(TEXT PROVIDED):
The art of living... is neither careless drifting on the one hand nor fearful clinging to the past on the other. It consists in being sensitive to each moment, in regarding it as utterly new and unique, in having the mind open and wholly receptive.
This is what Zen means by being detached—not being without emotion or feeling, but being one in whom feeling is not sticky or blocked, and through whom the experiences of the world pass like the reflections of birds flying over water.
If you awaken from this illusion, and you understand that black implies white, self implies other, life implies death - or shall I say, death implies life - you can conceive yourself. Not conceive, but feel yourself, not as a stranger in the world, not as someone here on sufferance, on probation, not as something that has arrived here by fluke, but you can begin to feel your own existence as absolutely fundamental. What you are basically, deep, deep down, far, far in, is simply the fabric and structure of existence itself.
In known history, nobody has had such capacity for altering the universe than the people of the United States of America. And nobody has gone about it in such an aggressive way.
But, as Douglas E Harding has pointed out, we tend to think of this planet as a life-infested rock, which is as absurd as thinking of the human body as a cell infested skeleton. Surely all forms of life, including man, must be understood as "symptoms" of the earth, the solar system, and the galaxy in which case we cannot escape the conclusion that the galaxy is intelligent.
The more we try to live in the world of words, the more we feel isolated and alone, the more all the joy and liveliness of things is exchanged for mere certainty and security. On the other hand, the more we are forced to admit that we actually live in the real world, the more we feel ignorant, uncertain, and insecure about everything.

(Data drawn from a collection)

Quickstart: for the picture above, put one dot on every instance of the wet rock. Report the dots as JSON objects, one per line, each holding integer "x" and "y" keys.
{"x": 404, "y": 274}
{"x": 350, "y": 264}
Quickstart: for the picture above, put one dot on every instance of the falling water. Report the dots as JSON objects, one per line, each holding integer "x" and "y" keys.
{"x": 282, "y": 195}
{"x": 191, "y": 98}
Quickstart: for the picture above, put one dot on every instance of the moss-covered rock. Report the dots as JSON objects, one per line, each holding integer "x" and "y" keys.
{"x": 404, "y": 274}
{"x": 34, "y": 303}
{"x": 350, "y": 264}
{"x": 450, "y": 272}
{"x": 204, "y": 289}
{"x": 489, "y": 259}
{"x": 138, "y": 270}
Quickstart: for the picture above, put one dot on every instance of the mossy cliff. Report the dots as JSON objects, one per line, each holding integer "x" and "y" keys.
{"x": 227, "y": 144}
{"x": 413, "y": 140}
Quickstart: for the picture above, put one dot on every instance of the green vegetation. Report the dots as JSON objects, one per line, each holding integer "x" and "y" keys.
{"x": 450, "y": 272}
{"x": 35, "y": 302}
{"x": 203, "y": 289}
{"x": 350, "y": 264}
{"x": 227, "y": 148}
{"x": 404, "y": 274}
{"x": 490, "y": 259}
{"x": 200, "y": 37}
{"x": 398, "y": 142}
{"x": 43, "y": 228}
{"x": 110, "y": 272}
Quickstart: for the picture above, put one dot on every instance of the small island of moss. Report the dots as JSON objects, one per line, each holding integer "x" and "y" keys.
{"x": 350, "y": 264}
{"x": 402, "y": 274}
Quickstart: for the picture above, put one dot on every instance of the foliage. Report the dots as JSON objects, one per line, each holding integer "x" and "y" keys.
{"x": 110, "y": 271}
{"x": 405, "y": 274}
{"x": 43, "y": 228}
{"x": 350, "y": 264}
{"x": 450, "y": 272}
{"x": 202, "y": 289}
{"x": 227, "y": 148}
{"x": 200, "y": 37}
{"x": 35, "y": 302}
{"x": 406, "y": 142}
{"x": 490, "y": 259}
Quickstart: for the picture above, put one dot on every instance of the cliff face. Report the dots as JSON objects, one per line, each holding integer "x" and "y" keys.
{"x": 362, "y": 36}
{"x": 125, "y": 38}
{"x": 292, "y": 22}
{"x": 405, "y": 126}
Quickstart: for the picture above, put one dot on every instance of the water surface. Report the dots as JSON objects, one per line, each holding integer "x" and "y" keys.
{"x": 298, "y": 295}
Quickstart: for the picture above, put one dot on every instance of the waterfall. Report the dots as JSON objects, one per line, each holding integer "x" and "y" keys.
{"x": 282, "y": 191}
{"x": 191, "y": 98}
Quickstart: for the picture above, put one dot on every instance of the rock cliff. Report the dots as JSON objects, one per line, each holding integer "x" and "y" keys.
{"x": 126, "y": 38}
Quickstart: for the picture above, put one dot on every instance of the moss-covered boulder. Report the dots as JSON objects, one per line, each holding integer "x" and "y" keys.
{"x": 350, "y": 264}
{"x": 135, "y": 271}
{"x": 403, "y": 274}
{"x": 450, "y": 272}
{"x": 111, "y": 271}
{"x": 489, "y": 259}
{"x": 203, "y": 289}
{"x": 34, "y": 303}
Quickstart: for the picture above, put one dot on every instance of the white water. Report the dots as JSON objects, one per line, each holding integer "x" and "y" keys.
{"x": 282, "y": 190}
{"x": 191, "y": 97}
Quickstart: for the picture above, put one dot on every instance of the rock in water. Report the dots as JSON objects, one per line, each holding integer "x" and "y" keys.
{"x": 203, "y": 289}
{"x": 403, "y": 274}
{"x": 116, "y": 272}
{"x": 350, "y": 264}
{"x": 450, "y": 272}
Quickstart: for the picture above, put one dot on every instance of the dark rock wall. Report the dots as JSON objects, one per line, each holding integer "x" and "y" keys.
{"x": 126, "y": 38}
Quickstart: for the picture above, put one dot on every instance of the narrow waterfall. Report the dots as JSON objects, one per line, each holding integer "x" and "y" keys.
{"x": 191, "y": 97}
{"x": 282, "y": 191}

* * *

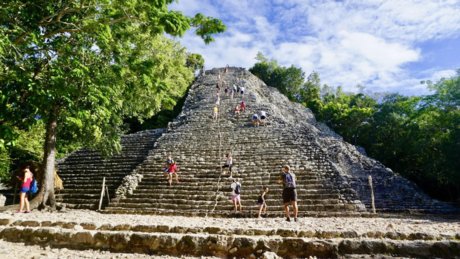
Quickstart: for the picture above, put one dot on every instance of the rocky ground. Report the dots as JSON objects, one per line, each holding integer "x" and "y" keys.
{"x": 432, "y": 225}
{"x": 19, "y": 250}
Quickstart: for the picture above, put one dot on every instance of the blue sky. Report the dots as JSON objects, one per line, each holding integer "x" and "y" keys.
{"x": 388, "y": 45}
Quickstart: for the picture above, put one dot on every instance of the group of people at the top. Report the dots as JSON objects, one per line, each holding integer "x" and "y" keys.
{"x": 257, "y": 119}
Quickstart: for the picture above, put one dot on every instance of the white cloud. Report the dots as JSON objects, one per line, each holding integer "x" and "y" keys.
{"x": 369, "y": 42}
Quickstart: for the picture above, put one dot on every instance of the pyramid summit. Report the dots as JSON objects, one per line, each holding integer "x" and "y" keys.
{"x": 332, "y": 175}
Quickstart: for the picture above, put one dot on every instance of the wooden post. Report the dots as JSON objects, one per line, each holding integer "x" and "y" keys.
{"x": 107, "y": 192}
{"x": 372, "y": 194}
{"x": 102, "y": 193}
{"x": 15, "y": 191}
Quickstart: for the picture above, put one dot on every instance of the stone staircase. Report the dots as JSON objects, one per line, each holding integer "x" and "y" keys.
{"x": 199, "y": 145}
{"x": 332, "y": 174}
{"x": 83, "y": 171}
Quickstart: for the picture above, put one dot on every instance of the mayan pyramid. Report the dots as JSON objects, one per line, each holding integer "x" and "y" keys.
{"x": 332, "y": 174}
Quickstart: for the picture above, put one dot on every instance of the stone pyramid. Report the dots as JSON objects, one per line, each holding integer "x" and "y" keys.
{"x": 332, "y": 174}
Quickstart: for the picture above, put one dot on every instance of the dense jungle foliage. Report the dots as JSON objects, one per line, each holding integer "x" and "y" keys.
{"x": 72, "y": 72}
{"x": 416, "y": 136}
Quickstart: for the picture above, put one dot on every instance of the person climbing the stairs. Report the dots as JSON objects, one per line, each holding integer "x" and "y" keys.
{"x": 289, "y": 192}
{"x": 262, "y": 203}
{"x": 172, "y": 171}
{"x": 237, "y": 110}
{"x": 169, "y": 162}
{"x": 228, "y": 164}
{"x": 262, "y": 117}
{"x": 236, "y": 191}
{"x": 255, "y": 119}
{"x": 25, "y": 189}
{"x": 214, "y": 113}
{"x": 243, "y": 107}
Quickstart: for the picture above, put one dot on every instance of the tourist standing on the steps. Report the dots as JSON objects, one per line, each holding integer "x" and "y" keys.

(EXPLORE THE MATERIAL):
1. List each pair of opposites named in the sentence from the passages on the art of living that begins "If you awaken from this illusion."
2. Continue the passages on the art of living from where they stop.
The entries are not needed for anything here.

(EXPECTED OUTPUTS):
1. black and white; self and other; life and death

2.
The meaning and purpose of dancing is the dance. Like music also, it is fulfilled in each moment of its course. You do not play a sonata in order to reach the final chord, and if the meaning of things were simply in ends, composers would write nothing but finales.
However much I may be impressed by the difference between a star and the dark space around it, I must not forget that I can see the two only in relation to each other, and that this relation is inseparable.
"It is essential to understand this point thoroughly: that the thing-in-itself, whether animal, vegetable, or mineral, is not only unknowable-it does not exist. This is important not only for sanity and peace of mind, but also for the most "practical" reasons of economics, politics, and technology.. This is not to say only that things exist in relation to one another, but that what we call "things" are no more than glimpses of a unified process. Certainly, this process has distinct features which catch our attention, but we must remember that distinction is not separation."
But when no risk is taken there is no freedom. It is thus that, in an industrial society, the plethora of laws made for our personal safety convert the land into a nursery, and policemen hired to protect us become selfserving busybodies.